Identify the line in which "Look at the photo above. For each instance of the blonde" appears, then reproduce that line and all remaining lines of the records word for word.

* BEGIN Record set *

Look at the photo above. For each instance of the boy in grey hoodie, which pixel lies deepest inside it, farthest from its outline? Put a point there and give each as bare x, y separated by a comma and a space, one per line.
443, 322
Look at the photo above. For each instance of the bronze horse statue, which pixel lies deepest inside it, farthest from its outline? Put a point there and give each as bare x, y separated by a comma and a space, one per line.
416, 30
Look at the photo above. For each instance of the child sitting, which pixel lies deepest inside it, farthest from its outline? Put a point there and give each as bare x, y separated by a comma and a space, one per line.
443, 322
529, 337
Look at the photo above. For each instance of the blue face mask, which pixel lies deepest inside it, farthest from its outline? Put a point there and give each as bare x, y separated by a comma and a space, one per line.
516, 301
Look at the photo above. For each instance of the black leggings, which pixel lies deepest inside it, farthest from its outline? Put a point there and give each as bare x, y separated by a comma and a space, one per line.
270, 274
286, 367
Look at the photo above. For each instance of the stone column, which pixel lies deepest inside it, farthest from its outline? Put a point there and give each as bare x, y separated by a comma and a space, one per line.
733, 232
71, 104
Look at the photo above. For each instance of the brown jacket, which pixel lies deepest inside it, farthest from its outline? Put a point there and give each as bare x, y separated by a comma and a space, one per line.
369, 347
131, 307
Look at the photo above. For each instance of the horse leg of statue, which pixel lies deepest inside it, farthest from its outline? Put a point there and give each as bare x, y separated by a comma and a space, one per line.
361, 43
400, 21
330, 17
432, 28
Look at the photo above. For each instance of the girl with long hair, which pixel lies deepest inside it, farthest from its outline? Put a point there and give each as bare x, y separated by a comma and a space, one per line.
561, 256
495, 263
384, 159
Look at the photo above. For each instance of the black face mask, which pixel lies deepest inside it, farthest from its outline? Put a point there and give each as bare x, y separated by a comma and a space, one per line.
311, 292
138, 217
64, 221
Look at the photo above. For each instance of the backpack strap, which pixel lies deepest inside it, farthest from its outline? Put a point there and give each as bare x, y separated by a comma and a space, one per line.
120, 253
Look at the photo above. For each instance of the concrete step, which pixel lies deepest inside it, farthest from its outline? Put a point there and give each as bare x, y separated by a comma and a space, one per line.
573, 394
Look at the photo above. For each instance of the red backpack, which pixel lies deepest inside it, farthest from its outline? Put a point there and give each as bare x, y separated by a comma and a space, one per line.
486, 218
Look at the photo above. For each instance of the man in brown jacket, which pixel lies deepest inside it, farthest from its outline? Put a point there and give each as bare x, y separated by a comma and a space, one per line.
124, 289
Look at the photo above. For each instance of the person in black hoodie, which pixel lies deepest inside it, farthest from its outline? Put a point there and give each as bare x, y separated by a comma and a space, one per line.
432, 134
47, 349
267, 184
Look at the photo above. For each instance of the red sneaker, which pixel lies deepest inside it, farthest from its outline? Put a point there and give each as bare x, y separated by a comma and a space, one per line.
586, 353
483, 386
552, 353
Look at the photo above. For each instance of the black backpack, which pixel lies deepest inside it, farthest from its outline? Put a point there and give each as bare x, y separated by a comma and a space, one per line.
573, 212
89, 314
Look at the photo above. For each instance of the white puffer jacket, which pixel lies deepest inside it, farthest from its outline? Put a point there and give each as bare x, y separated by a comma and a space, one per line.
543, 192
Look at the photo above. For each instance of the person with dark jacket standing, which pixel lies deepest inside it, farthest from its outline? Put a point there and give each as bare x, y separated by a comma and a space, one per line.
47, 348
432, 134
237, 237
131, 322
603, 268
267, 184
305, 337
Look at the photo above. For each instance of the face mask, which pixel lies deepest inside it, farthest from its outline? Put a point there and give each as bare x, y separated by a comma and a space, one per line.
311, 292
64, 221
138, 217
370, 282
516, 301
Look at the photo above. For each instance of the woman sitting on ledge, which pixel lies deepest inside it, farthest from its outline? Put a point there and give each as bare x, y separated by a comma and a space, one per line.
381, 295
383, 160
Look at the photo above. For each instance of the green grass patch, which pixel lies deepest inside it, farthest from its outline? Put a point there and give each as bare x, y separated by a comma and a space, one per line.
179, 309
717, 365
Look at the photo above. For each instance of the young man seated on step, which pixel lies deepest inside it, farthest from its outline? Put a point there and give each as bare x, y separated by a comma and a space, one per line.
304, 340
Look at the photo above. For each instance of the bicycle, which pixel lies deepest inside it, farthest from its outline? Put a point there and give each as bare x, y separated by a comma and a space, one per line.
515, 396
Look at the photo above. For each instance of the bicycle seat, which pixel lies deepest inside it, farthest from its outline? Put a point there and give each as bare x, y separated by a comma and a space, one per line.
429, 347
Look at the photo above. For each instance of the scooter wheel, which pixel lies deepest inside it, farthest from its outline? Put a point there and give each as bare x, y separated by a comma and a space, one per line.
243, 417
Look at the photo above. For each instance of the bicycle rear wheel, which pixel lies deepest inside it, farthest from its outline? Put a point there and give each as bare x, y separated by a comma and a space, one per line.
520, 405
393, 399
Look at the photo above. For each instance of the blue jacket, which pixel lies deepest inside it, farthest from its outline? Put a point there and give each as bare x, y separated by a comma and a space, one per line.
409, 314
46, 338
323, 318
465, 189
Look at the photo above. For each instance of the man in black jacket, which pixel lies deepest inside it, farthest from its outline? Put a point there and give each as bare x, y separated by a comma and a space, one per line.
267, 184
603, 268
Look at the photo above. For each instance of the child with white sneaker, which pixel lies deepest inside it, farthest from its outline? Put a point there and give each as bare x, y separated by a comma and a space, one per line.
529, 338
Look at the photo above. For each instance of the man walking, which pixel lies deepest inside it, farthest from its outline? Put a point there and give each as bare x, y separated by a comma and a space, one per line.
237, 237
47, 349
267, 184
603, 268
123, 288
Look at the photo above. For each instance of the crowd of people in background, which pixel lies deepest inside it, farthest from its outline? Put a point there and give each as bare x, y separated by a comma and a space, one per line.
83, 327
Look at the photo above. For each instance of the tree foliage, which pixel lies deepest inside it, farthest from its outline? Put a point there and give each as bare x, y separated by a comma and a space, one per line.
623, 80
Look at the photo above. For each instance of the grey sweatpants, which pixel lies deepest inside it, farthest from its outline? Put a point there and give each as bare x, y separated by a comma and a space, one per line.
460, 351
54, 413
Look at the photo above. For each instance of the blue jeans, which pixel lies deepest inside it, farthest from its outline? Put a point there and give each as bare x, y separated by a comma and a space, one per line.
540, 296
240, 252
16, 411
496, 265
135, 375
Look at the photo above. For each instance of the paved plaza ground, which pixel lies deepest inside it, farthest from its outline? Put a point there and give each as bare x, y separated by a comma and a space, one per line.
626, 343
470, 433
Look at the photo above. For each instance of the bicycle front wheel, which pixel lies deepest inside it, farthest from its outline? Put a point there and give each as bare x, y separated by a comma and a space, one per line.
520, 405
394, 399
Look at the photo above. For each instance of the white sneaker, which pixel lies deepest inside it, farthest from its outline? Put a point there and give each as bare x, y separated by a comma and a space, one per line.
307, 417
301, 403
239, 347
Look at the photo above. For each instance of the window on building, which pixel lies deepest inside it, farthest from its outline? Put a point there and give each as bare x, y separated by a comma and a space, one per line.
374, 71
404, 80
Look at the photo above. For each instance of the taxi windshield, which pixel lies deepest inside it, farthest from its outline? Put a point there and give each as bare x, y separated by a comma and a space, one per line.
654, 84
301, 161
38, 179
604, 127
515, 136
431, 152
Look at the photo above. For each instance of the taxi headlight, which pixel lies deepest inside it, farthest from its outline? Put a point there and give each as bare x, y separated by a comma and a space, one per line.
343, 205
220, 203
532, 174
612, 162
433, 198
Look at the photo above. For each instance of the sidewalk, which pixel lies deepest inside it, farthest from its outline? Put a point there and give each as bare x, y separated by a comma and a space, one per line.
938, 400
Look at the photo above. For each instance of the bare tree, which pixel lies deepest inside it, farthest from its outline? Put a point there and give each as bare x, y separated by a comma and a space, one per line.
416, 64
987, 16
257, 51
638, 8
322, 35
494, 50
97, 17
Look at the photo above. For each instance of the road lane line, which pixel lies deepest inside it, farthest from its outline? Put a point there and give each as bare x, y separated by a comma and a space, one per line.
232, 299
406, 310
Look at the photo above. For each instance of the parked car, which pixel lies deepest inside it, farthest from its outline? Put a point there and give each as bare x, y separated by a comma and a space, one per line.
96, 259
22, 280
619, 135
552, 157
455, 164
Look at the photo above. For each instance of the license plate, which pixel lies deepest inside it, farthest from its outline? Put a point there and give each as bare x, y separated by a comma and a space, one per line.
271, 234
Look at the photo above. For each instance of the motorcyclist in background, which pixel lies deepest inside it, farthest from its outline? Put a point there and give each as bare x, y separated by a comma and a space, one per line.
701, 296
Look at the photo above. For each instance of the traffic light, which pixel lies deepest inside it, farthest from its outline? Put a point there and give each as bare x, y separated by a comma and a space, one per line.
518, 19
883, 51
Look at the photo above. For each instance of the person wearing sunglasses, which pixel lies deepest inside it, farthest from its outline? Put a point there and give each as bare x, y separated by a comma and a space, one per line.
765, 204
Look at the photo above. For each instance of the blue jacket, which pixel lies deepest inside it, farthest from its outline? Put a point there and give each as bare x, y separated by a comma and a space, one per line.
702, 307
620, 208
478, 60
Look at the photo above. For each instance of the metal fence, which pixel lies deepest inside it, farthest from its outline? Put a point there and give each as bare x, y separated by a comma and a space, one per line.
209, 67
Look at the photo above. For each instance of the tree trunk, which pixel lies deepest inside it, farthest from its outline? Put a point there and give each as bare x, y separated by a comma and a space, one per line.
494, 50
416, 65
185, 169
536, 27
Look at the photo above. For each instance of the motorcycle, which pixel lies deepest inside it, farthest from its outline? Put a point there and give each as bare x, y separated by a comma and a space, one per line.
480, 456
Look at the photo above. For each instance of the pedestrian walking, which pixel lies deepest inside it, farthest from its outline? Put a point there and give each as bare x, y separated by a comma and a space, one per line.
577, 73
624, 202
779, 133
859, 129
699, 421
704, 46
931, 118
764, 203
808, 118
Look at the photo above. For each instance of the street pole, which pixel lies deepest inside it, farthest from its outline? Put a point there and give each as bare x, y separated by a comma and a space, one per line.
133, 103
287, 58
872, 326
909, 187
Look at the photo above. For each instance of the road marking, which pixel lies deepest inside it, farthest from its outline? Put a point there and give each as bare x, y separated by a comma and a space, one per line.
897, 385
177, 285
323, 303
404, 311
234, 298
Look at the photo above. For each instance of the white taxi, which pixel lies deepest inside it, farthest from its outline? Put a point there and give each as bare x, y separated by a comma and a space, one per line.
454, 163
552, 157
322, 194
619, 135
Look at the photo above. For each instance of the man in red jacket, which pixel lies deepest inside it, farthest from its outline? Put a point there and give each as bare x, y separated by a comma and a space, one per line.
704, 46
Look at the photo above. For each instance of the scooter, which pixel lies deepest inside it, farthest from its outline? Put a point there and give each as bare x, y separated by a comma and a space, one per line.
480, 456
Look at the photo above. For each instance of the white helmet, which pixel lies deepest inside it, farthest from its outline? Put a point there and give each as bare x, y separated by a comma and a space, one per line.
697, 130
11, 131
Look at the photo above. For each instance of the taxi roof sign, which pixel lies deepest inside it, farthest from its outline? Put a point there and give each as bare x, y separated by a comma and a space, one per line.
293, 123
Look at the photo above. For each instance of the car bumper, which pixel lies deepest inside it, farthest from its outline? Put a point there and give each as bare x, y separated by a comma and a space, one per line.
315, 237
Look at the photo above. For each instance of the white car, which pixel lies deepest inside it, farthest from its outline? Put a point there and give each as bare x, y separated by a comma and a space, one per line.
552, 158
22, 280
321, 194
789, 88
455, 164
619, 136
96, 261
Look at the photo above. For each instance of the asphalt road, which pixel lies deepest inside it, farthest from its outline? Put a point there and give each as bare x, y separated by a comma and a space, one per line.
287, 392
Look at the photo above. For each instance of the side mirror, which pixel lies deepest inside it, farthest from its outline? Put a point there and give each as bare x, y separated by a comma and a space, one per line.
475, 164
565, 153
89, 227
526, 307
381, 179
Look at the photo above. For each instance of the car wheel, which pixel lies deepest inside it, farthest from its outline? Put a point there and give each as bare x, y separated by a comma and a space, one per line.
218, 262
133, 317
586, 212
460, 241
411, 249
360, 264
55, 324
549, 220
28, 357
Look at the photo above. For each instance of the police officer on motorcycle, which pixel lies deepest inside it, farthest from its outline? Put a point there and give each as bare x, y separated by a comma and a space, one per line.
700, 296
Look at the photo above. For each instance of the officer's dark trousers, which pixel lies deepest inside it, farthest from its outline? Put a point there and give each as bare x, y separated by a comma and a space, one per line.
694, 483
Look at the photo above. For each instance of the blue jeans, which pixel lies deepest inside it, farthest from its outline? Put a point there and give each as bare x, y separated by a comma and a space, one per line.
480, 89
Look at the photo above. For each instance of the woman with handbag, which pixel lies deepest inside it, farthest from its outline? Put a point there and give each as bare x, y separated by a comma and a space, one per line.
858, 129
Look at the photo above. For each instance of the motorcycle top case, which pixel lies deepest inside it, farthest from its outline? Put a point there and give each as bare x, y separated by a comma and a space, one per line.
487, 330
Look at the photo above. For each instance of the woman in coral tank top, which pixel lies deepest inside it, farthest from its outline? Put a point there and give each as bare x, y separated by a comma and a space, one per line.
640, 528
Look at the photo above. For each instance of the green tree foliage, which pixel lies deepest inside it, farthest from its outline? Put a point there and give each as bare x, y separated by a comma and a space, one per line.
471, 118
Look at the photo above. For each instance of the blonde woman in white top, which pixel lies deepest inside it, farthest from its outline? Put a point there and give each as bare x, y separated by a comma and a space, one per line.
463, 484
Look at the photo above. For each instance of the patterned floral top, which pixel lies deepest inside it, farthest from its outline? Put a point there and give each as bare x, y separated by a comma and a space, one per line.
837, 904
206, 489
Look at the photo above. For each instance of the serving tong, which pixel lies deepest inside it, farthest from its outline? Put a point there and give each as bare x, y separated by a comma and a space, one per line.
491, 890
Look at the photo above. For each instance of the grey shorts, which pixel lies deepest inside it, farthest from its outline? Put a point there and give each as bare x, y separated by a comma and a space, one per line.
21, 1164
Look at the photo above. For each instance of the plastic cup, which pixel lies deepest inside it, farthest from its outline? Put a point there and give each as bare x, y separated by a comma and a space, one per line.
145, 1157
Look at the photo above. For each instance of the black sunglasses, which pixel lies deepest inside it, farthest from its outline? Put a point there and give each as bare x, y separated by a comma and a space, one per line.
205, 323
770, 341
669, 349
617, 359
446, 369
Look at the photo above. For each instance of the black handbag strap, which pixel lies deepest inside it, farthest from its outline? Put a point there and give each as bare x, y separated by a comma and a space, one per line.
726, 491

* END Record set *

> **Output of the task**
Look at the photo above. For each instance of the blonde woman in white top, which pixel lies deepest inside it, farthest from its outline? Put a point there and give each as bare x, y separated by a comma and a space, one per line.
463, 484
Look at the photo above. For each instance of the patterned floral top, which pixel lies deepest inside it, farthest from its outline? Put a point there and give each as bare x, y separated by a comma and a space, one per line.
837, 904
206, 489
Look at the photo above. For each instance of the serving tong, which pixel lies deepest inside it, farthest from its outline? Put a point there and give each as bare x, y separated by a comma and a space, one per line.
491, 890
Look at the photo above. For each instance of the grey shorts, which pixel lies deepest inside it, farthest from its outline? Put a point there and give each as bare x, y separated by a comma and a space, one per line.
21, 1164
Look at the photo above. For each instance of the plastic cup, which pixel lies deepest inside it, farthest from its outline? Put a point there and give each as bare x, y separated by a comma and a space, one per line.
145, 1157
Look at the photo above. For each instance of the black sunglasses, which pixel lies deepest inside it, farthest from its outline? Put a point there and give each as bare x, y separated by a comma and a space, one per line.
205, 323
770, 341
669, 349
617, 359
446, 369
Look at the photo above. For each instance of the black handbag strap, which pixel lies deepest inside it, farthest from its outline? Put a point there and give each as bare x, y separated by a comma and a space, one per line.
726, 491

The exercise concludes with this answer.